▶ _Brief_
Copy the entries below, swapping each "dark blue water" for "deep blue water" and leaving everything else unchanged. Leave the pictures out.

□ □ □

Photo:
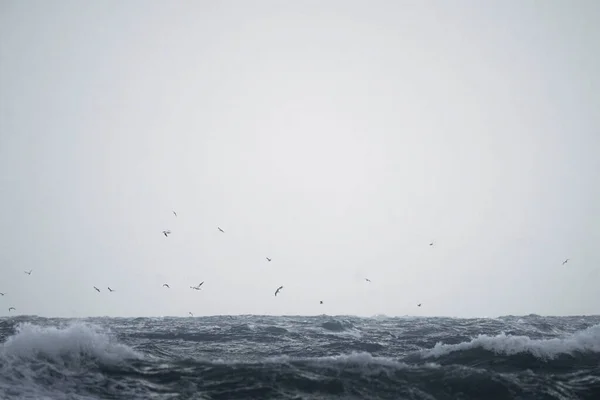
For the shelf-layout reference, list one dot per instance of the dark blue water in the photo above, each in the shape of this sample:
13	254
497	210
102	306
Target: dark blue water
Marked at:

□ □ □

▶ _Output of the exercise_
Photo:
For the shelf-layout reference, list one dot per instance of the deep blue water in the photo above, each in the shape of this sample:
13	254
497	210
102	306
Target: deep blue water
Marked at:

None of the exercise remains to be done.